=== READING TEXT ===
<<<<

If you live in the US, then you almost certainly know who Doctor Oz is – or at least you’ve heard of him. Even if you’re not, there’s a pretty good chance you might know a thing or two about him. But do you know that some (if not all) of the products he promotes on his shows and markets as “miracle cures” are little more than shams?
Good Doctor, Bad Doctor
Dr. Mehmet Oz is an Ivy League trained heart surgeon who rocketed to fame through the endorsement of Oprah Winfrey. Oz is considered to be one of the most influential celebrities in the US (Forbes), and a big part of his TV show is used to promote healthy products. But are they really healthy, or was it yet another marketing ploy? Millions of Americans (and not only) believed in him; people bought the products, hoping for magic results – because after all, that’s what he promised. Here are some of his quotes, as pointed by a Senate committee:
“You may think magic is make believe, but this little bean has scientists saying they’ve found the magic weight loss cure for every body type, it’s green coffee extract.” Quote: “I’ve got the number one miracle in a bottle to burn your fat. It’s raspberry ketone.” Quote: “Garcinia cambogia, it may be the simple solution you’ve been looking for to bust your body fat for good.”
Promoting miracle cures? Yikes! That sounds like TV mumbo jumbo, not something a bright medic would prescribe – yet that’s exactly how dr. Oz described some products. Surely, you might say, he’s simply overreacting the scientific benefits of the products. But those scientific benefits seemed to have been fake all along, as a study on Green Coffee Extract has been withdrawn.
A federal agency called the research “hopelessly flawed” and the retraction was the only logical result. The fact that it passed original scrutiny is baffling to me. The retraction followed a $3.5 million Federal Trade Commission (FTC) settlement with Applied Food Sciences (AFS), a Texas company that hawked the phony pills. An FTC press release summed up the damning charges against the company and researchers:
AFS paid researchers in India to conduct a clinical trial on overweight adults to test whether Green Coffee Antioxidant (GCA), a dietary supplement containing green coffee extract, reduced body weight and body fat.
The FTC charges that the study’s lead investigator repeatedly altered the weights and other key measurements of the subjects, changed the length of the trial, and misstated which subjects were taking the placebo or GCA during the trial. When the lead investigator was unable to get the study published, the FTC says that AFS hired researchers Joe Vinson and Bryan Burnham at the University of Scranton to rewrite it. Despite receiving conflicting data, Vinson, Burnham, and AFS never verified the authenticity of the information used in the study, according to the complaint.
Despite the study’s flaws, AFS used it to falsely claim that GCA caused consumers to lose 17.7 pounds, 10.5 percent of body weight, and 16 percent of body fat with or without diet and exercise, in 22 weeks, the complaint alleges.
Ignorance or trickery?
Now, this is where it gets a little dicey. Did Oz not check the facts close enough? Surely it would take an experienced medic little more than a diagonal glimpse on the study to realize the claims and results are bogus. But to present these results on national television and with such appraisal, the results should have at least been thoroughly double-checked, which he clearly didn’t do. So are we dealing with something else here? Was he trying to use his show for promotion?

>>>>

=== ACTIVITY ===
According to the article about Dr. Oz, how much was the Federal Trade Commission settlement with Applied Food Sciences? The entries that come next are from a different source.

=== DATA EXCERPTS ===
<<<<

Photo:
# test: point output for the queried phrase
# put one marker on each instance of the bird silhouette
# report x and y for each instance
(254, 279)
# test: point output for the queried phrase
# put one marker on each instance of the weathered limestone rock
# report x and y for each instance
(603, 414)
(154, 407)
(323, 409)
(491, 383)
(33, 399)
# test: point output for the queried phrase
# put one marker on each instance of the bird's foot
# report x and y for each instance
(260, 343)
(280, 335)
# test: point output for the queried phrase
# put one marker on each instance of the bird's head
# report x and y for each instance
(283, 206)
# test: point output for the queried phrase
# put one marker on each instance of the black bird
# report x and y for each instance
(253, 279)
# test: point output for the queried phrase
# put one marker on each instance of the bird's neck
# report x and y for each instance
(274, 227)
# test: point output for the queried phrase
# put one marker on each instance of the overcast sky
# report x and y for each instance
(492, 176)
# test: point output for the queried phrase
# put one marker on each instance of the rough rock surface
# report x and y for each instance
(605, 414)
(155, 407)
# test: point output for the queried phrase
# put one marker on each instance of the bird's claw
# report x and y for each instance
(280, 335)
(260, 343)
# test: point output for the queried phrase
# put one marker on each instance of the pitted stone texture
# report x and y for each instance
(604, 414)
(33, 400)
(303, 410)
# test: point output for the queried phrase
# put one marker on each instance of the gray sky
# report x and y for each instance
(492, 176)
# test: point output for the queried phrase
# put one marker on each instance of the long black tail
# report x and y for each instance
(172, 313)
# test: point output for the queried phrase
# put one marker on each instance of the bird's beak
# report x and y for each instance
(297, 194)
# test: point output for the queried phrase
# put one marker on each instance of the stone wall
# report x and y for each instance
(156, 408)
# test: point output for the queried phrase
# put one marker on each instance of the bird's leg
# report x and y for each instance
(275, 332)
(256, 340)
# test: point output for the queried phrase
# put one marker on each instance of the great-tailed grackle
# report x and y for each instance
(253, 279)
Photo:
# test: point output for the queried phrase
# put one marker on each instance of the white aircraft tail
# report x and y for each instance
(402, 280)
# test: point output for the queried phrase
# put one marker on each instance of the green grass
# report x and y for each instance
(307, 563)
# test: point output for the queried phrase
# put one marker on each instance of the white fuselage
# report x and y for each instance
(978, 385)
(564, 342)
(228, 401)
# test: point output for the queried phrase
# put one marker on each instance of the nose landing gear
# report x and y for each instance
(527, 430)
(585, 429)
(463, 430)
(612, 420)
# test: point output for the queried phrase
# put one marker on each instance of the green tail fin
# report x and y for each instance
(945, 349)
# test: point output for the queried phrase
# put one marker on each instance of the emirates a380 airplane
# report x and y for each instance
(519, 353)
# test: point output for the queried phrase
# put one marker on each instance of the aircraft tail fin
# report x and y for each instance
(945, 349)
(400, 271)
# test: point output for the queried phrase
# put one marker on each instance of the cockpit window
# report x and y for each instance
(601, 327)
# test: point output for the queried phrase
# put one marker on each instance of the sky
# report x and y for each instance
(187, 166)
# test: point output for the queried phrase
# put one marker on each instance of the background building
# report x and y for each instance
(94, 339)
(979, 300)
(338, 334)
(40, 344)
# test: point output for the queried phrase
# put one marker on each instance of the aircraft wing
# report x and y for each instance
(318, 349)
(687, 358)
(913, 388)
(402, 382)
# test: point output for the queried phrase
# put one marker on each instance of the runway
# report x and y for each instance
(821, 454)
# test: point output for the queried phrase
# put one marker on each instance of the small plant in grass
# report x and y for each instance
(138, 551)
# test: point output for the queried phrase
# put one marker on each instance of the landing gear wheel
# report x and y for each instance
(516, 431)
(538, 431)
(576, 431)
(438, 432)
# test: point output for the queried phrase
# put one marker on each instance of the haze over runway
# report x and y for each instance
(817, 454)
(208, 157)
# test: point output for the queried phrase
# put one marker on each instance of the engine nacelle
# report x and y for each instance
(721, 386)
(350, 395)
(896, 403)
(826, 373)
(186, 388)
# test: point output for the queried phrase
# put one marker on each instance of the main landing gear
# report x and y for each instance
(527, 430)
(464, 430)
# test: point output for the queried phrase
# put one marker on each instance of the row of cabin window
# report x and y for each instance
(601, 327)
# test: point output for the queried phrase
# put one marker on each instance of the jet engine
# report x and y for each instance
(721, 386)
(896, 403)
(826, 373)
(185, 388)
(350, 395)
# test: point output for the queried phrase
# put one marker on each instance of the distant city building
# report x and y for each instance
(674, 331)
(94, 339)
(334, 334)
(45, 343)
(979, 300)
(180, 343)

>>>>

=== ANSWER TO THE EXERCISE ===
$3.5 million.